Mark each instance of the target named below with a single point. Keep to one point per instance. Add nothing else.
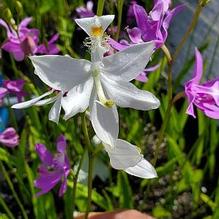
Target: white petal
(46, 101)
(125, 94)
(87, 23)
(123, 155)
(77, 99)
(31, 102)
(54, 113)
(105, 122)
(127, 64)
(61, 72)
(142, 169)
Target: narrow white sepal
(126, 94)
(61, 72)
(77, 99)
(123, 154)
(127, 64)
(142, 169)
(54, 112)
(105, 122)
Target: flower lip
(97, 31)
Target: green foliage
(187, 157)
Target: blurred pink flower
(24, 41)
(20, 42)
(86, 11)
(53, 168)
(205, 96)
(9, 137)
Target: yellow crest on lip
(96, 31)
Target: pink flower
(205, 96)
(22, 42)
(9, 137)
(14, 87)
(53, 168)
(86, 11)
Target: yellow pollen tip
(96, 31)
(109, 103)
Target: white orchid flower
(105, 79)
(39, 101)
(123, 155)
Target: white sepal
(31, 102)
(105, 122)
(127, 64)
(77, 99)
(87, 23)
(142, 169)
(125, 94)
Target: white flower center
(100, 93)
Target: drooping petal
(3, 92)
(46, 101)
(61, 144)
(63, 187)
(46, 182)
(24, 23)
(45, 156)
(211, 110)
(54, 112)
(198, 70)
(77, 99)
(158, 11)
(105, 122)
(15, 49)
(135, 35)
(10, 31)
(87, 23)
(142, 169)
(141, 17)
(61, 72)
(123, 154)
(125, 94)
(29, 103)
(126, 65)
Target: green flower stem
(75, 180)
(90, 164)
(168, 110)
(119, 8)
(5, 207)
(198, 10)
(7, 178)
(100, 7)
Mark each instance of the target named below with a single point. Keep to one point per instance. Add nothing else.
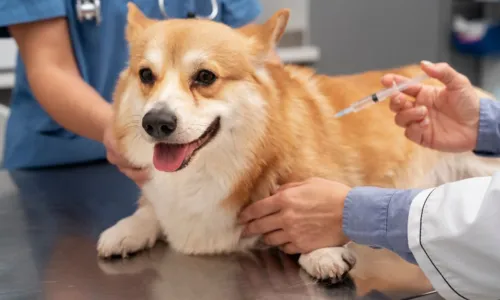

**DESCRIPTION OF THE TASK**
What you give back should match the entries above exactly, except that pictures are dropped.

**EXERCISE SOLUTION**
Mark each instance of the target named below with a single point. Keep to one point per instance. Add nothing else.
Target: white petal
(46, 101)
(125, 94)
(87, 23)
(123, 155)
(77, 99)
(31, 102)
(54, 113)
(105, 122)
(127, 64)
(61, 72)
(142, 169)
Target: narrow white sepal
(126, 94)
(61, 72)
(77, 99)
(123, 154)
(127, 64)
(142, 169)
(54, 112)
(105, 122)
Target: flower lip
(97, 31)
Target: green foliage
(187, 157)
Target: blurred pink flower
(24, 41)
(20, 42)
(86, 11)
(53, 168)
(205, 96)
(9, 137)
Target: yellow crest on lip
(96, 31)
Target: pink flower
(205, 96)
(22, 42)
(9, 137)
(14, 87)
(53, 168)
(86, 11)
Target: yellow pollen tip
(96, 31)
(109, 103)
Target: white orchid flower
(105, 79)
(39, 101)
(123, 155)
Target: white sepal
(31, 102)
(105, 122)
(127, 64)
(77, 99)
(87, 23)
(142, 169)
(125, 94)
Target: white flower center
(100, 93)
Target: drooping petal
(3, 92)
(46, 101)
(61, 144)
(63, 187)
(46, 182)
(24, 23)
(45, 156)
(211, 110)
(54, 112)
(198, 70)
(77, 99)
(158, 11)
(105, 122)
(15, 49)
(135, 35)
(10, 31)
(87, 23)
(142, 169)
(141, 17)
(61, 72)
(123, 154)
(125, 94)
(29, 103)
(126, 65)
Target: green flower stem
(75, 180)
(90, 164)
(168, 110)
(119, 8)
(5, 207)
(198, 10)
(7, 178)
(100, 7)
Mark each instance of the target named below with a single point. Keep to one point per instance. Add nothing else.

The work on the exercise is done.